▸ Record excerpts
# # # #

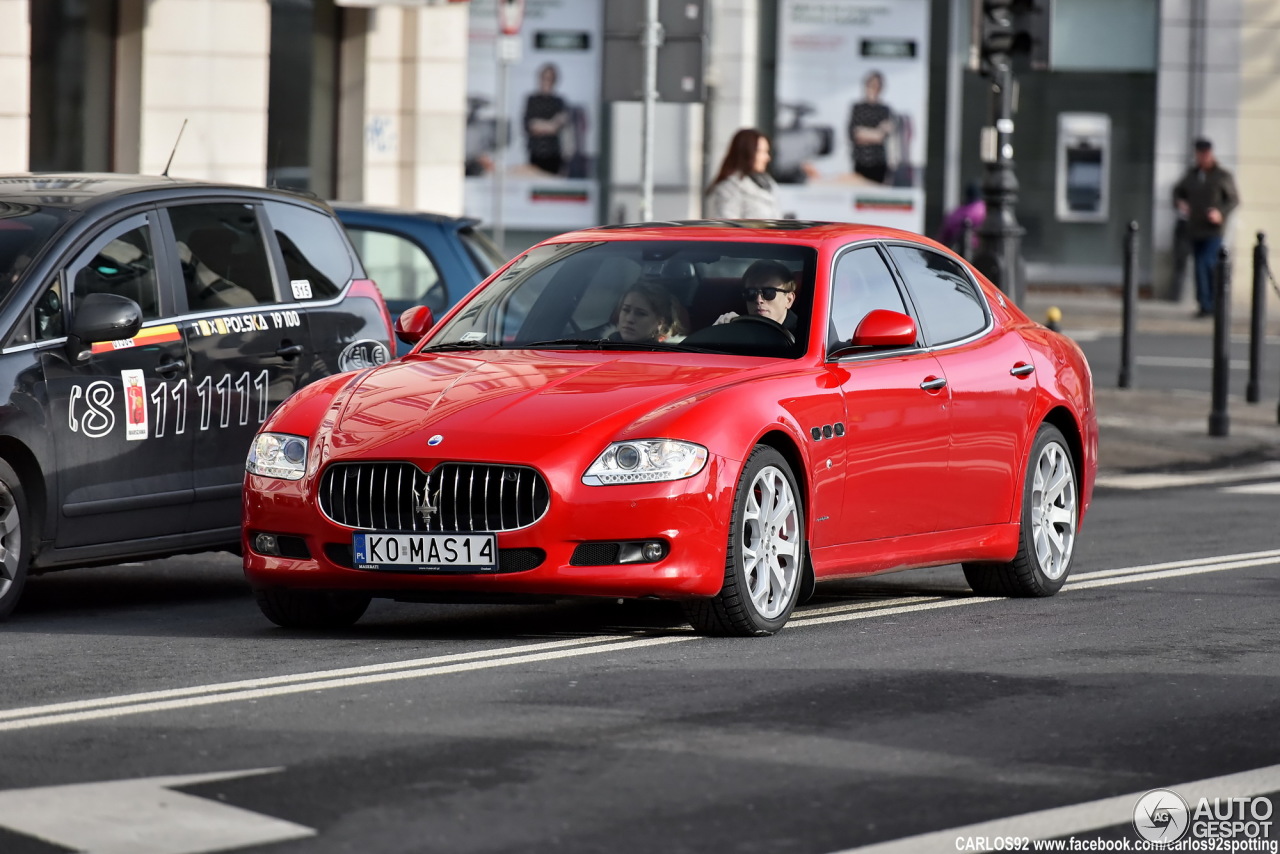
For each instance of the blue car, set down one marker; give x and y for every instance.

# # # #

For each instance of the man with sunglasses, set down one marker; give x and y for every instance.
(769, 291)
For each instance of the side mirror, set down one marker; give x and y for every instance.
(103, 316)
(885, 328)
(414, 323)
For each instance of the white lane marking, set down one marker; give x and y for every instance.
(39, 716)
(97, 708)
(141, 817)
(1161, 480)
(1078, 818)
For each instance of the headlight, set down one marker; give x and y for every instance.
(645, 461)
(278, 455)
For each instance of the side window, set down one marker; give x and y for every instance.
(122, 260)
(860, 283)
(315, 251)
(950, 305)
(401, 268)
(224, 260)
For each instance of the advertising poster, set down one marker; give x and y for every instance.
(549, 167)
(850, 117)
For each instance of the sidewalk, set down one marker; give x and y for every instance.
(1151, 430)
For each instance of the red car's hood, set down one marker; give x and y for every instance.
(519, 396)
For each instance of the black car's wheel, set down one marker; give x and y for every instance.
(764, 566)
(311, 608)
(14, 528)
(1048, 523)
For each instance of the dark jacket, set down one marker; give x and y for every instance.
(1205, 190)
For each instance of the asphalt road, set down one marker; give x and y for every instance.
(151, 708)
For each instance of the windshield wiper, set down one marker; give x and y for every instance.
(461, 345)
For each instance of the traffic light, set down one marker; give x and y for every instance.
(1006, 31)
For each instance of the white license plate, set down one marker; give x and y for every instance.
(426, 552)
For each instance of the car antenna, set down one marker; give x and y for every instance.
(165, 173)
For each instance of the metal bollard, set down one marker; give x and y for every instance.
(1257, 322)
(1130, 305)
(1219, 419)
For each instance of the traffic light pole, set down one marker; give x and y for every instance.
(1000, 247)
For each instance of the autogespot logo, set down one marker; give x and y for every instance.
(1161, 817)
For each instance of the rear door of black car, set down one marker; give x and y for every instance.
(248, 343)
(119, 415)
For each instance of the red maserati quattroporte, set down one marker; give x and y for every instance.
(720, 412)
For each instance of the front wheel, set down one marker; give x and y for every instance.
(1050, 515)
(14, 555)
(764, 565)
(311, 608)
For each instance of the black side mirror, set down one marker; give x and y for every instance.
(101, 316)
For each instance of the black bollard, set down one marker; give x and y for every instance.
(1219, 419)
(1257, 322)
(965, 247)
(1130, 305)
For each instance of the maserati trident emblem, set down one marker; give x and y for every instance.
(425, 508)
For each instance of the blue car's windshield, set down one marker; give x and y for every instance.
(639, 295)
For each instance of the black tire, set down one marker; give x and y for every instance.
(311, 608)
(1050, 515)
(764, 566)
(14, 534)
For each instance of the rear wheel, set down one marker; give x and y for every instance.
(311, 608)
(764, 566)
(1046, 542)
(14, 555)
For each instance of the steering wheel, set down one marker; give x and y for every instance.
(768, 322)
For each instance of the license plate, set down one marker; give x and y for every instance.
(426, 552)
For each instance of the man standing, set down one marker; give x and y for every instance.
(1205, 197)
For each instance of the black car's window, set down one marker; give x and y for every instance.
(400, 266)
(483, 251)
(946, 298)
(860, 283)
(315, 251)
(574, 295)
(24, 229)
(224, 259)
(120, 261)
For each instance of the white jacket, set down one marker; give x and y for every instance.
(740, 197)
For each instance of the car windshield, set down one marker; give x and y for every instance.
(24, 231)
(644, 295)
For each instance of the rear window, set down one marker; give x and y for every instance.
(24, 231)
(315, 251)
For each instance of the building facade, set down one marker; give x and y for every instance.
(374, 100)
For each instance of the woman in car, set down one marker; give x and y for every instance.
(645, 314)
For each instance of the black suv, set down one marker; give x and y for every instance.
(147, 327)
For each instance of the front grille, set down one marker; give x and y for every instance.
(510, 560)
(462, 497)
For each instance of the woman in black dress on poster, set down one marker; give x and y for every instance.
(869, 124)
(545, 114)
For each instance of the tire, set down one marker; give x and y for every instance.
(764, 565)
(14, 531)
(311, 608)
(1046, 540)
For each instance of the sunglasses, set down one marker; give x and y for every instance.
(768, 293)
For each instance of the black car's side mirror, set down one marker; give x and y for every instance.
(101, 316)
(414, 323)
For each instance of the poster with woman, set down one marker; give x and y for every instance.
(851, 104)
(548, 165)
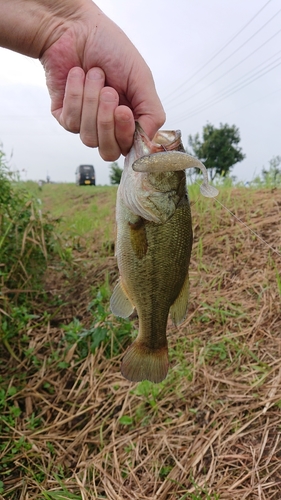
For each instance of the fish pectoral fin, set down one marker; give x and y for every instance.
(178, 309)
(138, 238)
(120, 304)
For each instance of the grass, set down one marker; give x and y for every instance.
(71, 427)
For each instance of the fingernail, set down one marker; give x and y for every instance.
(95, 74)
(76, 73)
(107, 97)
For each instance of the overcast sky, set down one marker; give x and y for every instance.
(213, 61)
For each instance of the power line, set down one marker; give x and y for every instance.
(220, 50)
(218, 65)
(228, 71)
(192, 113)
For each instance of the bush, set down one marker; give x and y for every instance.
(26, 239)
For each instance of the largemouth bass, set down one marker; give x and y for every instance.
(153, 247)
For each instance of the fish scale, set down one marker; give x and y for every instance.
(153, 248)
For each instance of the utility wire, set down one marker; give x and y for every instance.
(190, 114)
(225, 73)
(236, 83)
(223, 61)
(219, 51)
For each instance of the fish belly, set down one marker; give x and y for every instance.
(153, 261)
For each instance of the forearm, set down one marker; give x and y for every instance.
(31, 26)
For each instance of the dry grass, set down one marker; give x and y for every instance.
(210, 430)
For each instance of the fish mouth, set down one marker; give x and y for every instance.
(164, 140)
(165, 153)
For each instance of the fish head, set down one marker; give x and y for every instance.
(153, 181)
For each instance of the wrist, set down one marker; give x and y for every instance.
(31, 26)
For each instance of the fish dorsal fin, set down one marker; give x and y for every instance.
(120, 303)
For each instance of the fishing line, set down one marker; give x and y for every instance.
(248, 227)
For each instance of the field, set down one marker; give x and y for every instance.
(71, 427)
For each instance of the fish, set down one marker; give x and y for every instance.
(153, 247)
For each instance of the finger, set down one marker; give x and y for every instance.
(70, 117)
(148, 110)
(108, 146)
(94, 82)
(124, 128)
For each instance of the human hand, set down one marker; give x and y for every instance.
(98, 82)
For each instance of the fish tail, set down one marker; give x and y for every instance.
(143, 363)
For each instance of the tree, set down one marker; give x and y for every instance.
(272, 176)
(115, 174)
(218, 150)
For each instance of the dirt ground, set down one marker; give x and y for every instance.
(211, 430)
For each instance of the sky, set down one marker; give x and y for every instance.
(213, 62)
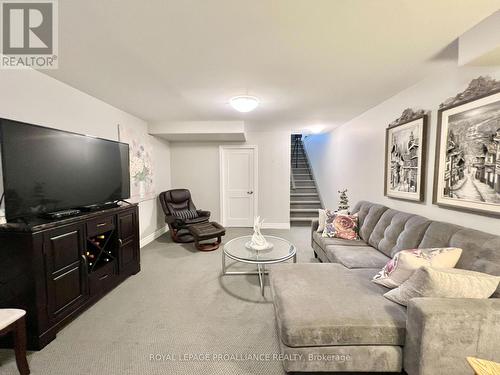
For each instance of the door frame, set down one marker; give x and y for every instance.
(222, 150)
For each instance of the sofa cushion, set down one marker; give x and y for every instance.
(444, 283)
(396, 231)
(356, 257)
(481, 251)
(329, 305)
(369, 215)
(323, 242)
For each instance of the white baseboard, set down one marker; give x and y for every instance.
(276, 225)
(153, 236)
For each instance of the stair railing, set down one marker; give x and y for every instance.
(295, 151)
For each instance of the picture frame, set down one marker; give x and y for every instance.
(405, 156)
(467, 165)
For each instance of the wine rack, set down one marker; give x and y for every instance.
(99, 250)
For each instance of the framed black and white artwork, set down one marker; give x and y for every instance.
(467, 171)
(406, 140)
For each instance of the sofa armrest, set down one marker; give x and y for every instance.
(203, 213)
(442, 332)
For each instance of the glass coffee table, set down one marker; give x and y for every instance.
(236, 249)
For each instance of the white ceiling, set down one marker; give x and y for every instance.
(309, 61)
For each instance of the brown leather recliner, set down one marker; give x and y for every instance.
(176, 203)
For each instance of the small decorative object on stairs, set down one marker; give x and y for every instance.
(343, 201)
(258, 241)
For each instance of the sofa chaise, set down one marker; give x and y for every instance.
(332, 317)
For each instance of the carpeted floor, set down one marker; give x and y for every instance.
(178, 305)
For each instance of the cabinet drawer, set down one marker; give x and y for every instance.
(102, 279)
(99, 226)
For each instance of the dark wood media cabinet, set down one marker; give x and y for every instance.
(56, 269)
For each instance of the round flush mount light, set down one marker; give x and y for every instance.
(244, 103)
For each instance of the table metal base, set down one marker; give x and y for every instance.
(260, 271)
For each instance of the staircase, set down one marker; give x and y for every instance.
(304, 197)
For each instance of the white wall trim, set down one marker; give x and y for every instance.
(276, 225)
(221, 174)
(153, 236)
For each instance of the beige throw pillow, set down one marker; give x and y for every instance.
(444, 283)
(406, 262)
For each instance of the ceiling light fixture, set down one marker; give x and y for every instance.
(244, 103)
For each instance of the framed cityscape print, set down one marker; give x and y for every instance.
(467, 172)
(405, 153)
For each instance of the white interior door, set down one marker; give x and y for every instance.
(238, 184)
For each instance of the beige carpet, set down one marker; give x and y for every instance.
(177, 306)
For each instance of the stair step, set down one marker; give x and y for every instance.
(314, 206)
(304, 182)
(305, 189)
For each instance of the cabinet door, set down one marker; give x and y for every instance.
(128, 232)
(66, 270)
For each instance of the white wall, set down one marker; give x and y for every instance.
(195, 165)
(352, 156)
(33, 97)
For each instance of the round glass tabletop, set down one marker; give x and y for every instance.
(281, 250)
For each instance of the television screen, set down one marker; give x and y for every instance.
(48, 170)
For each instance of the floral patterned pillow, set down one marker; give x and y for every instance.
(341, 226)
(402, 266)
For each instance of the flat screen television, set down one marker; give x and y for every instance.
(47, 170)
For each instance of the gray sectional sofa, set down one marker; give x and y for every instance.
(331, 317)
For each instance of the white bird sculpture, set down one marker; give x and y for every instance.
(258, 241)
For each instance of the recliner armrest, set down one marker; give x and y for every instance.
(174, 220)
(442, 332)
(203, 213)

# # # #

▸ Exercise directions
Rewrite the entries from the line with "For each instance of the headlight, set" up to and including the line with "(1151, 430)", putting "place" wherever "set down" appears and leaving everything else the same. Give only those lines.

▸ Final result
For each instance of the headlight, place one marker; give x and y for every instance.
(645, 461)
(278, 455)
For each instance of the side window, place one marker; give x and y for every instance.
(122, 260)
(860, 283)
(315, 251)
(950, 305)
(401, 268)
(224, 260)
For each instance of the advertising poster, place one marker; give x and y for every instance.
(549, 167)
(850, 117)
For each instance of the sidewalk, place one marker; give x and y for every instance.
(1151, 430)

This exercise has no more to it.